問題 1:
以下の入管問題に関する文章で、違法行為を行った人への処分について、筆者はどのような立ち位置を示していますか。

··· 提供抜粋

ワタシの立ち位置は、違法行為を行ったのであれば相応の処分を受けるべきであり、そこには国籍や人種、性別などで差を生じる余地は無いというもの。
入管のやった事は、誰が判断しても駄目だよ。
彼らのメンタリティは「犯罪者(不法滞在者)には何をしても良い」という、およそ現代社会の一員とは思えないような選民意識。
いわゆる「絶対的弱者」に対する「強者の暴走」です。
言い訳の余地なし。
けれど、これで「不法滞在者にビザ支給を」とはならない。
この問題に対するワタシの立ち位置は、そこです。
ルールは守りましょう。
ルールを破った人への対処にもルールがあるので、それも守りましょう。
ルール変更は、それにも手順やルールがあるので守りましょう。


女子ボクシング選手への揶揄。
これは男子とか女子とかでの分類をするなら絶対的基準を用いるべきというのがワタシの立ち位置。

······
··· データセット記録

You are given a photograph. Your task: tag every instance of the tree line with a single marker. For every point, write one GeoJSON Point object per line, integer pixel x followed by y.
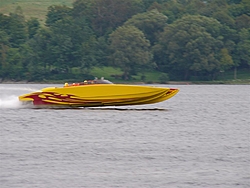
{"type": "Point", "coordinates": [182, 39]}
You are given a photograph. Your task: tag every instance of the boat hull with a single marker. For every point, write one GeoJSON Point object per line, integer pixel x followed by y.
{"type": "Point", "coordinates": [99, 95]}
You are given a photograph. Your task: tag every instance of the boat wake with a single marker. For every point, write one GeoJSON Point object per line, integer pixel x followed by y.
{"type": "Point", "coordinates": [10, 102]}
{"type": "Point", "coordinates": [9, 97]}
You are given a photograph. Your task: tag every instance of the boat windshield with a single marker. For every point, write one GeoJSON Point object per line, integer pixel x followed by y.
{"type": "Point", "coordinates": [89, 82]}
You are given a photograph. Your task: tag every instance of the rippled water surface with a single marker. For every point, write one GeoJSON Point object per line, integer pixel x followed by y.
{"type": "Point", "coordinates": [198, 138]}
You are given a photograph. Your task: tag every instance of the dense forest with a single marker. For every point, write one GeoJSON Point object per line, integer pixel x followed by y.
{"type": "Point", "coordinates": [181, 39]}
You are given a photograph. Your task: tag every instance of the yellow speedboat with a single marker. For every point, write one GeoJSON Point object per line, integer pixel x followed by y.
{"type": "Point", "coordinates": [96, 93]}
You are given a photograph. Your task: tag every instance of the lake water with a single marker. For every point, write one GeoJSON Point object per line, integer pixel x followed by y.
{"type": "Point", "coordinates": [198, 138]}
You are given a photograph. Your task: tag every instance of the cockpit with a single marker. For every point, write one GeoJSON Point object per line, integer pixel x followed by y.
{"type": "Point", "coordinates": [89, 82]}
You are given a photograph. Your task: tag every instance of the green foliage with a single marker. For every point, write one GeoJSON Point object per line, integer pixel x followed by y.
{"type": "Point", "coordinates": [149, 40]}
{"type": "Point", "coordinates": [130, 50]}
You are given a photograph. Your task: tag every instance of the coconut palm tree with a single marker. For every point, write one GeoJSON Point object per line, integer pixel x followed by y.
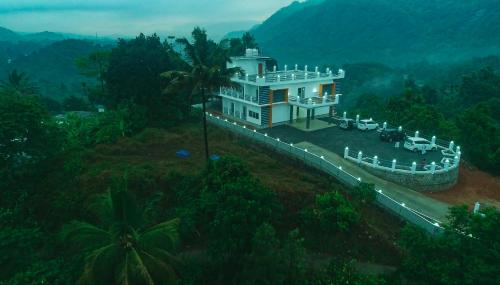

······

問題 2:
上のエントリのうち、「of the lake」を含む行からエントリの最後の行までを、両端を含めてそのまま書き写してください。画像は解答に含めないでください。

解答結果 1:
違法行為を行ったのであれば相応の処分を受けるべきであり、そこに国籍や人種、性別などで差を生じる余地は無いという立ち位置です。

解答結果 2:
You are given a photograph. Your task: tag every instance of the lake water with a single marker. For every point, write one GeoJSON Point object per line, integer pixel x followed by y.
{"type": "Point", "coordinates": [198, 138]}
You are given a photograph. Your task: tag every instance of the cockpit with a single marker. For every point, write one GeoJSON Point object per line, integer pixel x followed by y.
{"type": "Point", "coordinates": [89, 82]}
You are given a photograph. Your task: tag every instance of the green foliage with a single marker. For every point, write one GeoJSON Point object per line, integer pixel x followed by y.
{"type": "Point", "coordinates": [149, 40]}
{"type": "Point", "coordinates": [130, 50]}
You are given a photograph. Your task: tag every instance of the coconut palm tree with a single marker. For every point, write one GeoJSON Point object per line, integer pixel x followed by y.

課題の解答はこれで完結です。